▸ **Textauszug**
Musterfeststellungsklage – Kritik

Kritikpunkte an der Musterfeststellungsklage

Die im Gesetzgebungsverfahren ausgesprochene Kritk an der Musterfeststellungsklage (§§ 606 ff. ZPO) hat der Bundestag nur teilweise berücksichtigt. Unsere Kritikpunkte zum Gesetzesentwurf können Sie hier herunterladen.

1.      Gesamtkonzept

Bereits das Gesamtkonzept für den Gesetzesentwurf hat mehrere Mängel:

  • Die Feststellungsklage spielt in der anwaltlichen Praxis keine Rolle, weil sie nicht zu einem Zahlungstitel führt. Eine Aussetzung wegen Vorgreiflichkeit nach § 148 ZPO führt auch zu einer Musterentscheidung.
  • Eine Feststellungsklage entlastet auch nicht die Justiz. Sie muss die nachfolgenden Zahlungsklagen einzeln abarbeiten.
  • Der Anspruchsinhaber erhält keine Unterstützung bei einer nachfolgenden Leistungsklage. Er trägt dann auch das volle Kostenrisiko. Damit beseitigt die Musterfeststellungsklage nicht das „rationale Desinteresse“ der Anspruchsinhaber.
  • Die wesentlichen Unterschiede in der rechtstechnischen Handhabung zwischen Massenschäden und Streuschäden (Bagatellbereich) werden nicht berücksichtigt.

▸ **Bereitgestelltes Material**
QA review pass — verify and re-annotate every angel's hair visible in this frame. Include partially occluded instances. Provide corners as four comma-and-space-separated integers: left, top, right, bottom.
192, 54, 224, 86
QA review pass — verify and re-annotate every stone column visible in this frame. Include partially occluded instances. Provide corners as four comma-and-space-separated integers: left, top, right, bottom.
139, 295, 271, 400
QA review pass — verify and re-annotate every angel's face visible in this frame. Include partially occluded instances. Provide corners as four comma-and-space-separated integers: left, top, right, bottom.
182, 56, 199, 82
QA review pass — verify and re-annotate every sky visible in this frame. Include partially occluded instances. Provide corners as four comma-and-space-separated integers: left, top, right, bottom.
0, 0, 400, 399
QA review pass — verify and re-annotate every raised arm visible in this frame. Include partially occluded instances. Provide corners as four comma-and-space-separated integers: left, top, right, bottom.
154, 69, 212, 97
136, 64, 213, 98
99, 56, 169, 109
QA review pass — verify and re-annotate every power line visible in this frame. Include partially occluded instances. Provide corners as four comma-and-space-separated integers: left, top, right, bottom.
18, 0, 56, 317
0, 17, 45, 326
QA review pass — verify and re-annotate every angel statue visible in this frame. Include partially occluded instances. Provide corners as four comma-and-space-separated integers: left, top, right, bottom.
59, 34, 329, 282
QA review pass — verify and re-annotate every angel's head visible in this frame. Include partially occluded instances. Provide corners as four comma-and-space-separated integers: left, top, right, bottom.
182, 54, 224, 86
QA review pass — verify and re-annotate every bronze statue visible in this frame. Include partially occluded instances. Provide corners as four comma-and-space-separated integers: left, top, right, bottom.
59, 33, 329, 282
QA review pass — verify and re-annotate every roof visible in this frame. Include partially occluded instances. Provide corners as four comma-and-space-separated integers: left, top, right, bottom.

▸ **Aufgabe A**
Schreiben Sie den Textauszug zur Musterfeststellungsklage neu, beginnend bei „Die im Gesetzgebungsverfahren ausgesprochene Kritk an der“ und endend bei „Zahlungsklagen einzeln abarbeiten.“. Ersetzen Sie dabei „Bundestag“ durch „Gesetzgeber“.
▸ **Aufgabe B**
Führen Sie den Textauszug über die Kritik an der Musterfeststellungsklage weiter.
Das Material hat keinen Bezug zum Textauszug.

▸ **Antwort A**
Die im Gesetzgebungsverfahren ausgesprochene Kritk an der Musterfeststellungsklage (§§ 606 ff. ZPO) hat der Gesetzgeber nur teilweise berücksichtigt. Unsere Kritikpunkte zum Gesetzesentwurf können Sie hier herunterladen.

1.      Gesamtkonzept

Bereits das Gesamtkonzept für den Gesetzesentwurf hat mehrere Mängel:

  • Die Feststellungsklage spielt in der anwaltlichen Praxis keine Rolle, weil sie nicht zu einem Zahlungstitel führt. Eine Aussetzung wegen Vorgreiflichkeit nach § 148 ZPO führt auch zu einer Musterentscheidung.
  • Eine Feststellungsklage entlastet auch nicht die Justiz. Sie muss die nachfolgenden Zahlungsklagen einzeln abarbeiten.

▸ **Antwort B**
  • Innovative zur Konzepte wie zur Gewinnabschöpfung, für Whistleblower oder für einen vereinfachten Zugriff auf Beweismittel fehlen vollständig.
  • Man hätte – wie im Entschließungsantrag von Bündnis90 / Die Grünen vom 12. Juni 2018 BT – Drucksache 19/2743vorgeschlagen – die Verjährung in § 197 BGB auf dreißig Jahre verlängern können, wenn der Kaufgegenstand von der öffentlich-rechtlichen Zulassung wie z.B. der Typengenehmigung für Kraftfahrzeuge abweicht.
  • Kein Vortrag zur Schadenshöhe – wie soll es dann zu einem individualisierbaren Vergleich kommen?
  • Keine Änderungen im materiellen Recht wie z.B. bei der Beweislastverteilung oder Verjährung.
  • Die „qualifizierten Einrichtungen“ – im Gesetzesentwurf einheitlich „Verbraucherschutzverbände“ genannt – sind so nicht arbeitsfähig: Rechtsstatus und Finanzierung bleiben offen.
  • Der „Verbraucherschutzverbände“ verfügen nicht über die Erfahrungen und Kenntnisse von hinreichend spezialisierten Rechtsanwälten.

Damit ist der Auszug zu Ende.